**** RECORD EXCERPTS ****
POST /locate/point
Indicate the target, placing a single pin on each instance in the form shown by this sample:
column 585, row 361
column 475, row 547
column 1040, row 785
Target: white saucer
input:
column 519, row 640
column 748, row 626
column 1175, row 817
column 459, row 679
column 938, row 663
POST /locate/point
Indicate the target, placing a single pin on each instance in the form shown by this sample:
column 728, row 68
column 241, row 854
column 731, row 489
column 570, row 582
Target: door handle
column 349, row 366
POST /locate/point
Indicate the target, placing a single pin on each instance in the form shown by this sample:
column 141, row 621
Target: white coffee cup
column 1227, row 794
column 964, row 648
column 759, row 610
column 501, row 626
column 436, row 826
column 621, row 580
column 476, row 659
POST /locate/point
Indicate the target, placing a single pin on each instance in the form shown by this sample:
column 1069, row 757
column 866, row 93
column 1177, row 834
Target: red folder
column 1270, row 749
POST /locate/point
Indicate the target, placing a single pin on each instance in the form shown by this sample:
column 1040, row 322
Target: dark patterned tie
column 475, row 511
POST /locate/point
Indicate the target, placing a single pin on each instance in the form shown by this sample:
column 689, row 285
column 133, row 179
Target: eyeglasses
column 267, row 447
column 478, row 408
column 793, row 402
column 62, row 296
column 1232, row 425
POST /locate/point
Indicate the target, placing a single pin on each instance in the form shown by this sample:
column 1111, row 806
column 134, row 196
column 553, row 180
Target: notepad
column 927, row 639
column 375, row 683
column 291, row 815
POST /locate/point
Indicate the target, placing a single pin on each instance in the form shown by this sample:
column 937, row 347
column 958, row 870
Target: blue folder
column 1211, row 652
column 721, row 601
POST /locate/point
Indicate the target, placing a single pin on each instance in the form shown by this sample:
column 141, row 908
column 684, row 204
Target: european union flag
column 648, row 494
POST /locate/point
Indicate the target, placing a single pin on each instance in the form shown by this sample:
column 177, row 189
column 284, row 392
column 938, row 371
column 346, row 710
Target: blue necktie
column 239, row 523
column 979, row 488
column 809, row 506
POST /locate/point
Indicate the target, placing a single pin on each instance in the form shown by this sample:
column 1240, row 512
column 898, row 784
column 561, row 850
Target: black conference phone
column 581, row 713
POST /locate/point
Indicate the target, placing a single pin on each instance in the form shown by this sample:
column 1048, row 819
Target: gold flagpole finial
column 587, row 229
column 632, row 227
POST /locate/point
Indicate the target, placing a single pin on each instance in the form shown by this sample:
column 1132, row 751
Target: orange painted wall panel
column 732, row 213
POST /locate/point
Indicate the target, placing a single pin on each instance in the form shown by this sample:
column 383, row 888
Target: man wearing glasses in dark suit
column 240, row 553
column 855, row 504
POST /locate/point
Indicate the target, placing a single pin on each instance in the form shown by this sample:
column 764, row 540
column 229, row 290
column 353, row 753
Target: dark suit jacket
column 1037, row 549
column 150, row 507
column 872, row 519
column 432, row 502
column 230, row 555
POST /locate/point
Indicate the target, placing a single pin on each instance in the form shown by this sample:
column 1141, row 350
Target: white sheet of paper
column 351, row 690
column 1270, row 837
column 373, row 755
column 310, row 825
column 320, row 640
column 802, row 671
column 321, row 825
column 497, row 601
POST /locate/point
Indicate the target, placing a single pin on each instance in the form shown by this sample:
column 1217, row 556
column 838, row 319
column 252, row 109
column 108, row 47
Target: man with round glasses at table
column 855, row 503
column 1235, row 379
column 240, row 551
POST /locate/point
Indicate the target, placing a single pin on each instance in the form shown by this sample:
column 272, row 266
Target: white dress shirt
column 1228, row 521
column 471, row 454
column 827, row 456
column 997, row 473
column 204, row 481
****
__WHAT TO DO__:
Copy every line of the material above without changing anything.

__ANSWER BELOW__:
POST /locate/point
Indicate the target, placing a single pin on each instance in the form shown by this sample:
column 585, row 361
column 475, row 547
column 1040, row 785
Target: white saucer
input:
column 519, row 640
column 748, row 626
column 1175, row 817
column 459, row 679
column 938, row 663
POST /locate/point
Indicate the target, placing a single pin on each instance in the form shown by this sample:
column 728, row 68
column 241, row 854
column 731, row 489
column 570, row 582
Target: door handle
column 349, row 366
POST /locate/point
Indicate the target, placing a single pin on each instance in the form shown by this sample:
column 141, row 621
Target: white coffee cup
column 1227, row 794
column 964, row 648
column 759, row 610
column 501, row 626
column 436, row 826
column 621, row 580
column 476, row 659
POST /locate/point
Indicate the target, placing a single pin on each instance in the form shown by this sample:
column 1069, row 757
column 866, row 93
column 1177, row 834
Target: red folder
column 1270, row 749
POST /locate/point
Indicate the target, placing a single pin on each instance in the form shown by this sample:
column 1040, row 322
Target: dark patterned tie
column 475, row 511
POST /locate/point
Indicate the target, placing a single pin on each instance in the form shown by this sample:
column 689, row 285
column 133, row 179
Target: eyeglasses
column 267, row 447
column 478, row 408
column 793, row 402
column 62, row 296
column 1232, row 425
POST /locate/point
Indicate the target, placing a single pin on each instance in the form shown by this sample:
column 1111, row 806
column 134, row 196
column 553, row 180
Target: notepad
column 927, row 639
column 375, row 683
column 291, row 815
POST /locate/point
Indicate the target, placing a single pin on each instance in the form shown by this sample:
column 937, row 347
column 958, row 870
Target: blue folder
column 1211, row 652
column 721, row 601
POST /locate/point
Indicate the target, placing a single pin on each instance in the form shown by this sample:
column 141, row 908
column 684, row 204
Target: european union flag
column 648, row 494
POST /locate/point
Indicate the target, placing a single pin on each instance in the form shown by this sample:
column 177, row 189
column 284, row 392
column 938, row 371
column 346, row 710
Target: blue necktie
column 239, row 523
column 979, row 488
column 809, row 506
POST /locate/point
Indicate the target, placing a single pin on each instance in the form shown by this sample:
column 1240, row 512
column 898, row 784
column 561, row 850
Target: black conference phone
column 581, row 713
POST /locate/point
Indicate the target, placing a single pin on each instance in the form shown by this sample:
column 1048, row 819
Target: gold flagpole finial
column 587, row 229
column 632, row 227
POST /locate/point
Indicate the target, placing a single pin on each instance in the form shown by this sample:
column 1132, row 751
Target: orange painted wall panel
column 732, row 213
POST /locate/point
Indicate the target, placing a single pin on each instance in the form shown by this sample:
column 383, row 888
Target: man wearing glasses in dark suit
column 240, row 553
column 855, row 504
POST /locate/point
Indicate the target, placing a single pin on each instance in the form shown by this sample:
column 764, row 540
column 229, row 290
column 353, row 753
Target: dark suit jacket
column 1037, row 549
column 150, row 507
column 872, row 519
column 432, row 502
column 230, row 555
POST /locate/point
Indicate the target, placing a single pin on each instance in the form shown by this sample:
column 1141, row 350
Target: white sheet of paper
column 351, row 690
column 1270, row 837
column 373, row 755
column 310, row 825
column 320, row 640
column 802, row 671
column 321, row 825
column 497, row 601
POST /locate/point
Indicate the target, placing a single pin on each instance in the form shown by this sample:
column 1217, row 556
column 838, row 319
column 252, row 109
column 108, row 47
Target: man with round glasses at table
column 855, row 503
column 1235, row 379
column 240, row 551
POST /locate/point
Indicate the target, placing a single pin on each instance in the form shown by this sample:
column 272, row 266
Target: white dress shirt
column 1228, row 521
column 471, row 454
column 827, row 456
column 997, row 473
column 204, row 481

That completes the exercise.